To do
Quote the lines from the line holding "For the dataset, tag each instance of the suv side mirror" to the very end of the listing, exactly, and no others.

— begin —

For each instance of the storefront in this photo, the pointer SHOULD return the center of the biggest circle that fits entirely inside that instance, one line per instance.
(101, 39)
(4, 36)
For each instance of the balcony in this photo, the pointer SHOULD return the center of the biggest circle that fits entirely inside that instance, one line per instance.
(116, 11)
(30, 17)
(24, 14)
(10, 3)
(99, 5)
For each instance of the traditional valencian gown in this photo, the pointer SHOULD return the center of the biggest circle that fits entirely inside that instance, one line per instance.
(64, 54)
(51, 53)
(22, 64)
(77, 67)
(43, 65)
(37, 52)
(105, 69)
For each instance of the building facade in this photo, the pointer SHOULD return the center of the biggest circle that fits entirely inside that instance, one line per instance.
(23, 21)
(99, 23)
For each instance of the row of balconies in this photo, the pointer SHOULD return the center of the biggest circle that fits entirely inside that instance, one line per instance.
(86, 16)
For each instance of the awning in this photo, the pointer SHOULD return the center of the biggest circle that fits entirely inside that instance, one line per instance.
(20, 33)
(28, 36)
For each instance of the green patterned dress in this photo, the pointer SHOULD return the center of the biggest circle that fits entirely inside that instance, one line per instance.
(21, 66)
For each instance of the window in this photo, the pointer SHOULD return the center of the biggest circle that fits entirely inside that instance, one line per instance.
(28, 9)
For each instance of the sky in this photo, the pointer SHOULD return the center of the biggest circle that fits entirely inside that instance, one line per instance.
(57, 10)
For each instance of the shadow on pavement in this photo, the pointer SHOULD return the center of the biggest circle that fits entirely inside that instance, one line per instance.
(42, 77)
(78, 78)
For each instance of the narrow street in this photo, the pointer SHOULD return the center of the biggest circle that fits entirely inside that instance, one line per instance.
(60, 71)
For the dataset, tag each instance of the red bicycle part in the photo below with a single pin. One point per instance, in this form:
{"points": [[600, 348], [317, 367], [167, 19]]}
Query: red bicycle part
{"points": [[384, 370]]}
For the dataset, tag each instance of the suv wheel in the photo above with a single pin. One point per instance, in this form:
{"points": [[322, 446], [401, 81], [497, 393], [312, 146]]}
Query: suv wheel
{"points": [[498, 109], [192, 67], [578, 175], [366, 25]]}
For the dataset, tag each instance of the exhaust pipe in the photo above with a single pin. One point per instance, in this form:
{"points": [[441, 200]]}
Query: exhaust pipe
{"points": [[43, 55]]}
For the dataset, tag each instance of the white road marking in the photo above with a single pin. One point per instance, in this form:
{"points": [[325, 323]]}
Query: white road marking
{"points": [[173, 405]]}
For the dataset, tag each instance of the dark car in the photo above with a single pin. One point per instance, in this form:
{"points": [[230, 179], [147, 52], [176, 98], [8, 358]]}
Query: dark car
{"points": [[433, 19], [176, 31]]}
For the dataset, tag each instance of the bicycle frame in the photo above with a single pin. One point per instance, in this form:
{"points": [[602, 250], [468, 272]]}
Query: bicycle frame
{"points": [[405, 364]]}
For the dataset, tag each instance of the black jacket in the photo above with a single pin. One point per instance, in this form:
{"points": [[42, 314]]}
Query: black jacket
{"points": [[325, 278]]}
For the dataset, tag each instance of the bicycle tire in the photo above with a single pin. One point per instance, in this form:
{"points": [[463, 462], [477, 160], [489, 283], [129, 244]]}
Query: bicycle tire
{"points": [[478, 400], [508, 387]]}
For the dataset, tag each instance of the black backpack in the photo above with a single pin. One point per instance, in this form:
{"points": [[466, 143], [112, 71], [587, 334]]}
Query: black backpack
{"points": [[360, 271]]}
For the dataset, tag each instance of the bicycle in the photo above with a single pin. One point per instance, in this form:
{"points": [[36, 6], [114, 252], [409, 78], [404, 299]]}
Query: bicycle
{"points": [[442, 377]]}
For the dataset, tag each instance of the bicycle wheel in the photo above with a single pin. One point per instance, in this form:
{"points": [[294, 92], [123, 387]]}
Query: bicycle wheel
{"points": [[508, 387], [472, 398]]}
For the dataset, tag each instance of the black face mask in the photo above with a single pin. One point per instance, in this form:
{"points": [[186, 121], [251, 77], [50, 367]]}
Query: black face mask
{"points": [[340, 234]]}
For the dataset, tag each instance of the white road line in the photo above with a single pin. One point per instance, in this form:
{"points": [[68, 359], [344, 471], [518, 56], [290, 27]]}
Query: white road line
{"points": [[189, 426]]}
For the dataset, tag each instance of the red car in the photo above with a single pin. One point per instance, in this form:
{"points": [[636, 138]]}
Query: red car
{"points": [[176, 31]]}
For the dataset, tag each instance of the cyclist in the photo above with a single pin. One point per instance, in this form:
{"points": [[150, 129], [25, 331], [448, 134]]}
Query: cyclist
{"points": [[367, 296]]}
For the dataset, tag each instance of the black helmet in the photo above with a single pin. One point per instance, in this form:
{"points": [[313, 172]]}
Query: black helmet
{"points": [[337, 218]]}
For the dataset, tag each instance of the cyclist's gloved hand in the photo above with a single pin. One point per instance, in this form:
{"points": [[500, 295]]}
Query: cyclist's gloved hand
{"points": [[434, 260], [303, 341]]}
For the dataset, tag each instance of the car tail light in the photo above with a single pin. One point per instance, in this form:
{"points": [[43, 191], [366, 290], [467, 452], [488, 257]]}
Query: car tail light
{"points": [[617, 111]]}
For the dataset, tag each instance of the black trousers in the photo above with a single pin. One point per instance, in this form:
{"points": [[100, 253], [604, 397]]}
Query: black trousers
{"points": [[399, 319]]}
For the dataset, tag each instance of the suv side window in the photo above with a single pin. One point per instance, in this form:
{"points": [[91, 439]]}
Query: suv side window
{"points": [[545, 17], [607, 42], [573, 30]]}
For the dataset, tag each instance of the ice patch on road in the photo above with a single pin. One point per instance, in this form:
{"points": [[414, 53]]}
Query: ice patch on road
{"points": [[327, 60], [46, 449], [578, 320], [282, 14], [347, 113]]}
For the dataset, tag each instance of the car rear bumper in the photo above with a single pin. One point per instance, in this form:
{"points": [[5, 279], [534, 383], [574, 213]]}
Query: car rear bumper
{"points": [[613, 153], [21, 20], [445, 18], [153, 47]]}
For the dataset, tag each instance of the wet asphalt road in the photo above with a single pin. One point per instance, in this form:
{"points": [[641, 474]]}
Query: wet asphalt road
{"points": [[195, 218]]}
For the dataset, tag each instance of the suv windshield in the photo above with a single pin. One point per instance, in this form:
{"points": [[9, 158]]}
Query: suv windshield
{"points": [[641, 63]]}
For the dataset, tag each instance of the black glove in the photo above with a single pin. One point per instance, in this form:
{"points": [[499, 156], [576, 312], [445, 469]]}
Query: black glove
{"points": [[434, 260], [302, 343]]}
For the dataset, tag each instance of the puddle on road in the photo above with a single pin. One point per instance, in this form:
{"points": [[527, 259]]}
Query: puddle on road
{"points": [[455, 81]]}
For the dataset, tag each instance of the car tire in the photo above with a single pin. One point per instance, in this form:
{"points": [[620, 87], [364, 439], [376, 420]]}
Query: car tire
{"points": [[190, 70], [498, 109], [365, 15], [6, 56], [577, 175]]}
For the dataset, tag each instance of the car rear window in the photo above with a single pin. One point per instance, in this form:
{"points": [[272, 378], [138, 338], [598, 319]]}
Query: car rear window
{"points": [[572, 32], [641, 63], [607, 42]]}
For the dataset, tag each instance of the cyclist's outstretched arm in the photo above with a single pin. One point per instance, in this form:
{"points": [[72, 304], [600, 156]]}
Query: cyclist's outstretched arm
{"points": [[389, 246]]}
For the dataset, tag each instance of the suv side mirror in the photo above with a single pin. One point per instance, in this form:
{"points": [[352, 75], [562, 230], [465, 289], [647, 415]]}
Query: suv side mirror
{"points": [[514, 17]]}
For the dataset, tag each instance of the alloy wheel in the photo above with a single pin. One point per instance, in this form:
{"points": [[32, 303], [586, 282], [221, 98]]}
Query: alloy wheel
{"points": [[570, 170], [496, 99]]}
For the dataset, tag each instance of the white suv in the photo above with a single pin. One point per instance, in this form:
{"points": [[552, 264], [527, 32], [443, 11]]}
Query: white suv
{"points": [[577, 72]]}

— end —

Output of the task
For the dataset, tag each instance of the suv side mirror in the photo above with a single pin. One point per instance, in this form:
{"points": [[352, 75], [562, 230], [465, 289], [647, 415]]}
Query: suv side mirror
{"points": [[514, 17]]}
For the dataset, tag each instance of the alloy wheel in the photo above with a single pin. One point per instance, in this form:
{"points": [[32, 303], [586, 282], [221, 98]]}
Query: alloy wheel
{"points": [[570, 170], [496, 99]]}
For the dataset, tag each instance of the white suv in the photo above with a single pin. One point per instance, in this form:
{"points": [[552, 264], [527, 32], [443, 11]]}
Query: white suv
{"points": [[577, 72]]}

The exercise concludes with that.